• TRY IT:
The word "distant" marks the lines you need; copy each of them from the data.

• Dataset entries:
------------

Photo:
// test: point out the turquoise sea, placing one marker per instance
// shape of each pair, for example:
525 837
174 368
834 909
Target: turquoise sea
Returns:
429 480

------------

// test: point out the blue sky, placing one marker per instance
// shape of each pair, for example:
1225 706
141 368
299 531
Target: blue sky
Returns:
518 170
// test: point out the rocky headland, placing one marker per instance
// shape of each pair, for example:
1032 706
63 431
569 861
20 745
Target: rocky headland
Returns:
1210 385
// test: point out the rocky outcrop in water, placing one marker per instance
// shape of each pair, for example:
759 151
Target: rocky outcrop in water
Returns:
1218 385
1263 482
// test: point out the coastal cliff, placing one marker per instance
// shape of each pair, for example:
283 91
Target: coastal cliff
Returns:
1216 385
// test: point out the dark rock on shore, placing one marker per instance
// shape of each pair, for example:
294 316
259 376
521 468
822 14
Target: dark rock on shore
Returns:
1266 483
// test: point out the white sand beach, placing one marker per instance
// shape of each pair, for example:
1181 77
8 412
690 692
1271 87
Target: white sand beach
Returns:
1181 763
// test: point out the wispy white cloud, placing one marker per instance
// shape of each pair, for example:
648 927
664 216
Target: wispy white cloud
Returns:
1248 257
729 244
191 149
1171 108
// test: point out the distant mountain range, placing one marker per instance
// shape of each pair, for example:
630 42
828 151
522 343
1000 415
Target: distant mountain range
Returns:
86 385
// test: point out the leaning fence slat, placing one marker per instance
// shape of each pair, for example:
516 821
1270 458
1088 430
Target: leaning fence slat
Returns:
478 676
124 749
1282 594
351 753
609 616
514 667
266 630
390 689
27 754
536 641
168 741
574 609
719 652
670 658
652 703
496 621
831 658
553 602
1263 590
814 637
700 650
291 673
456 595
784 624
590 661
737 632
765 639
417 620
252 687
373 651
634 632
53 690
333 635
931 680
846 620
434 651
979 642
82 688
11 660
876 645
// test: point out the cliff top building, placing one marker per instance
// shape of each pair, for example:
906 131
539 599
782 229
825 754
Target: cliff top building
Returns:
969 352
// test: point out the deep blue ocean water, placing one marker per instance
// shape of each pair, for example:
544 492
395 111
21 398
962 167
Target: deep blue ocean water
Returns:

------------

• RESPONSE TO THE TASK:
// test: point out the distant mountain range, placing one marker per instance
Target: distant mountain range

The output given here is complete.